[Exercise instructions]
[1] Decide whether each statement agrees with the text excerpt. Answer yes or no for each, and quote the words of the text that decide it.
(a) The movements in Iraq and Lebanon bring together groups previously divided by religious and ethnic affiliations.
(b) The movements described already have a well-thought-out strategy.
(c) Chile is named as one of the places where mass movements are taking place.
[2] Summarize the text excerpt in two sentences.
[3] According to the text excerpt, in which two countries did the more recent echoes of the "Arab Spring" occur?

As the Workers Revolutionary Party of Namibia submits the Manifesto reproduced below to voters in the 2019 National Assembly Elections, reports flood in from around the globe of movements by the masses in Iraq, Lebanon, Chile and elsewhere in direct and open opposition to poverty and exploitation and the corruption and economic mis-management of their ‘own’ venal governments acting as the local agents of imperialist powers and interests.

They follow on from the events of the “Arab Spring” earlier in the decade and the more recent echoes of these movements in Tunisia and Sudan.

These movements are impressive in their scope and energy and their ability, especially since in Iraq and Lebanon they unite sectors of the population hitherto separated by religious and ethnic affiliations. 

Powerful as they are, however, all these movements are hampered by the lack of a political programme and of a well-thought-out strategy to alleviate the suffering expressed in their simple and compelling demands.

[Supplied material]

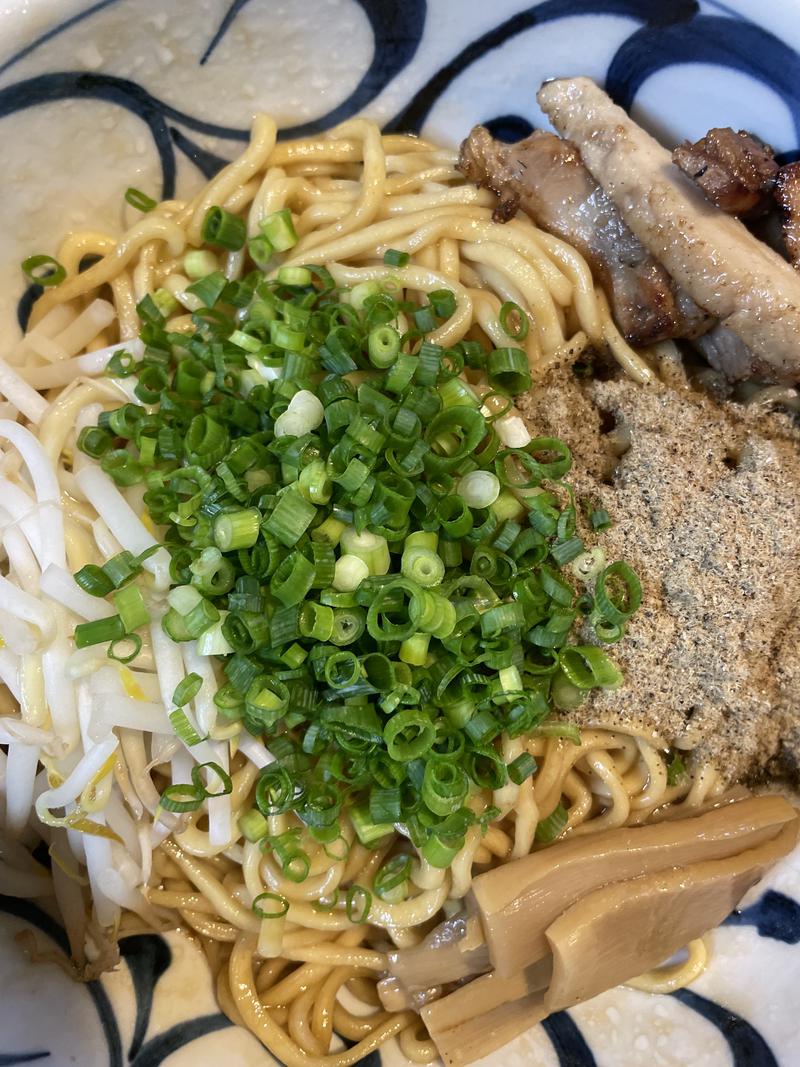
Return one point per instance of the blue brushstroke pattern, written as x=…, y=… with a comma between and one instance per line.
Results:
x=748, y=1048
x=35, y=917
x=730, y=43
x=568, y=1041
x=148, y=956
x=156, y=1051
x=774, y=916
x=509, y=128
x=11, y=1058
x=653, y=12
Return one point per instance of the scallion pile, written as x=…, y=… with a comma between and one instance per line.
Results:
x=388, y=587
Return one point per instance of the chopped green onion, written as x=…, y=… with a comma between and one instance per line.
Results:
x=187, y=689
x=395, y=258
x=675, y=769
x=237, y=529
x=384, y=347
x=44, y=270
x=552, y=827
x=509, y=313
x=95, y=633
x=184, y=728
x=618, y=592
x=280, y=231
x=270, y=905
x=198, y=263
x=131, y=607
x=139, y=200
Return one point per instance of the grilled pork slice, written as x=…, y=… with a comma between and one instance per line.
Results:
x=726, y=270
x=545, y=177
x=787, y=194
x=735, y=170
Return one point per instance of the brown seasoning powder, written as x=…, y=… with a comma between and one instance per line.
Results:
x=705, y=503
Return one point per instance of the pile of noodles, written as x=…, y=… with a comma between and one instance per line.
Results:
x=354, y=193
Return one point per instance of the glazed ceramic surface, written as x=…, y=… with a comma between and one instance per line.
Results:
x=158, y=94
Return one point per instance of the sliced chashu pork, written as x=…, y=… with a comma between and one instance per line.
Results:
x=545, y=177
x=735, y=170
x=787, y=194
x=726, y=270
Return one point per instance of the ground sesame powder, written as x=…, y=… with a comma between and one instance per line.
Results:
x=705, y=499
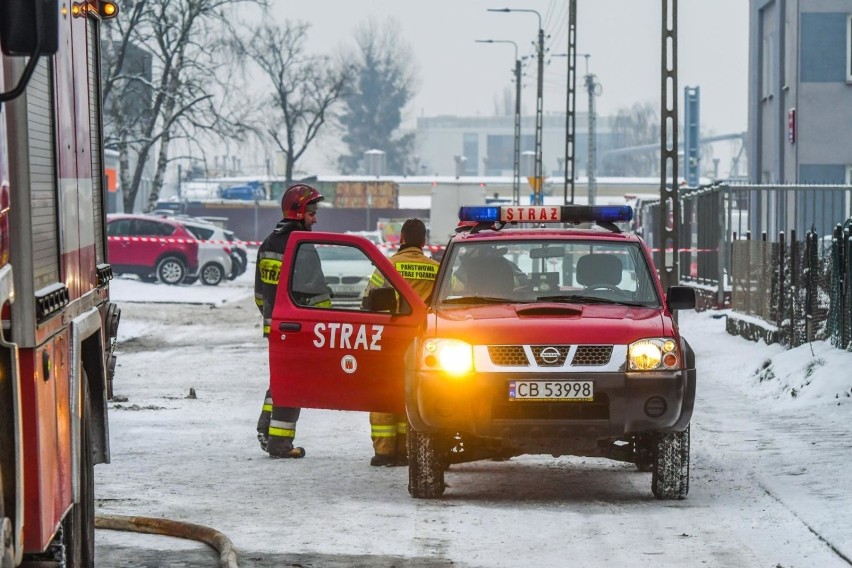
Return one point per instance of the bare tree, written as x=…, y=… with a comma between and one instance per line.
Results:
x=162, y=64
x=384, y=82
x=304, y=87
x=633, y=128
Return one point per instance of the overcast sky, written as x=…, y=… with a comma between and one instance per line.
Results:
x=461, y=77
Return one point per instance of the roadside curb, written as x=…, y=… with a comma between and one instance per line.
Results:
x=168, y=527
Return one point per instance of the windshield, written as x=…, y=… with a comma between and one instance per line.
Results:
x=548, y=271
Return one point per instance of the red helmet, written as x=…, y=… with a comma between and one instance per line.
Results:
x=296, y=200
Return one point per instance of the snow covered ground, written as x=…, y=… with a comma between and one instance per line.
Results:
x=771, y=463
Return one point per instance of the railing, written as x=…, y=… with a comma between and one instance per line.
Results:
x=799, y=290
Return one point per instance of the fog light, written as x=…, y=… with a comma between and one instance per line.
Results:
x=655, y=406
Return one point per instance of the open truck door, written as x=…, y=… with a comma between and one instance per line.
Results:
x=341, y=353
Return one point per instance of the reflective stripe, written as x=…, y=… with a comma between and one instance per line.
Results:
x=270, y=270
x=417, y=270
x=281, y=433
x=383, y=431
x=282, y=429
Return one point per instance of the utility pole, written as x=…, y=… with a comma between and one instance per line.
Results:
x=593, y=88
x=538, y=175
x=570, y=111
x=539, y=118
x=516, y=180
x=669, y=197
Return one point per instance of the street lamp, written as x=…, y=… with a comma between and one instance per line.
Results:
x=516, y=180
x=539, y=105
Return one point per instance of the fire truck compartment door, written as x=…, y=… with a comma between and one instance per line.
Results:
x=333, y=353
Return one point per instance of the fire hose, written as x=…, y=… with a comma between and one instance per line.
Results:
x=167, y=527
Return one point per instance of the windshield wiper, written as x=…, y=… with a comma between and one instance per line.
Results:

[Expected answers]
[1]
(a) Yes: "in Iraq and Lebanon they unite sectors of the population hitherto separated by religious and ethnic affiliations."
(b) No: "all these movements are hampered by the lack of a political programme and of a well-thought-out strategy."
(c) Yes: "movements by the masses in Iraq, Lebanon, Chile and elsewhere."

[2] As the Workers Revolutionary Party of Namibia submits its Manifesto for the 2019 National Assembly Elections, mass movements in Iraq, Lebanon, Chile and elsewhere are openly opposing poverty, exploitation and corrupt governments that act as local agents of imperialist interests, following the "Arab Spring" and its recent echoes in Tunisia and Sudan. These movements are impressive in scope and energy, but all of them are hampered by the lack of a political program and a well-thought-out strategy.

[3] Tunisia and Sudan.